• Data supplied:
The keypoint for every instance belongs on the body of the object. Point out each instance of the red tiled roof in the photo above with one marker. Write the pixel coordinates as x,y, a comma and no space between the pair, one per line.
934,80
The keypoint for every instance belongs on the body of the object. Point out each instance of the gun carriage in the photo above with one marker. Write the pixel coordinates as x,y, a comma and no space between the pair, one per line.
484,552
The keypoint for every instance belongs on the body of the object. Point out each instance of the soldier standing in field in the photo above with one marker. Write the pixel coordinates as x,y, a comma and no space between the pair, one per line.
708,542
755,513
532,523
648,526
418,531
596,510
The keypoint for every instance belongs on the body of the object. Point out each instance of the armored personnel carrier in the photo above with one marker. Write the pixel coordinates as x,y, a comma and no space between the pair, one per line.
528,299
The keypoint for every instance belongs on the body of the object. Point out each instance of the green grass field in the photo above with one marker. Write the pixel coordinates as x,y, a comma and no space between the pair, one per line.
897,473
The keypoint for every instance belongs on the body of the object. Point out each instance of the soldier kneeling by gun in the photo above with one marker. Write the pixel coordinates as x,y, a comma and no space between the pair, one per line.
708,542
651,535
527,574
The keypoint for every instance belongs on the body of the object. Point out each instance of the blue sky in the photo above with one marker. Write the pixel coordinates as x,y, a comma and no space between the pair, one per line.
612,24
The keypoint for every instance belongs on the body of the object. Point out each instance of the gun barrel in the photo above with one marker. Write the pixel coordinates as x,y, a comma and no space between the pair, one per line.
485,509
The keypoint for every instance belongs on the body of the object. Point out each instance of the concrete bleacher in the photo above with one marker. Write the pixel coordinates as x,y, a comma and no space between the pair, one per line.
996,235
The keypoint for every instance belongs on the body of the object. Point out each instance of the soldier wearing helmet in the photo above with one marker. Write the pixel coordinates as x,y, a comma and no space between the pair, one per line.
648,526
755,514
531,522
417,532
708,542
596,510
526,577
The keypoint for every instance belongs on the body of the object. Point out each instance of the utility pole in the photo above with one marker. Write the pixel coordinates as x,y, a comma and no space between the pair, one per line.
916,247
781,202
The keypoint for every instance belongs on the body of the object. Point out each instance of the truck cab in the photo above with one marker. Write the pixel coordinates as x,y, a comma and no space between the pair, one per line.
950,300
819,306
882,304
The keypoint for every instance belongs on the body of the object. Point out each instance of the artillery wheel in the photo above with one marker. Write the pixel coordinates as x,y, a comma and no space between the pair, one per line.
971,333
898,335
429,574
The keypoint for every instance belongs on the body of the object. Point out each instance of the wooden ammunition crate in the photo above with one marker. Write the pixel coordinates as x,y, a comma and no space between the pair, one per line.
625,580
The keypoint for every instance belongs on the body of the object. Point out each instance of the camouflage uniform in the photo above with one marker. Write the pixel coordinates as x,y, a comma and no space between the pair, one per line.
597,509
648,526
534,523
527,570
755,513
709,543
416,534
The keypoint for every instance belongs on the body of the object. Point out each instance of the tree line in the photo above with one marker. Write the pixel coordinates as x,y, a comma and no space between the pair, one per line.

• Stated task: Rewrite every line of the material, starting at the line containing "of the wooden" and ending at its final line, shifting each x and y coordinate in the answers by -149. Leave all other text unchanged.

• Response to the task:
The keypoint for every instance belongs on the body of the object. Point out each instance of the wooden ammunition crate in the photo above with one marker. Write the pixel coordinates as x,y, a comma and no space between the pair, one per line.
476,431
The keypoint for every instance belongs on the body of the object. Point out each instance of the camouflage uniform in the photo above with one marker. Write the pixel coordinates as x,y, a comma and no space between the pair, one per line.
448,360
499,377
385,374
378,421
606,364
560,394
267,385
The keypoint for every instance belongs on the body of the object. Point out each instance of the tree line in the photo above with one marker. Write the pixel coordinates as x,y, a comma and no space between the pair, one per line.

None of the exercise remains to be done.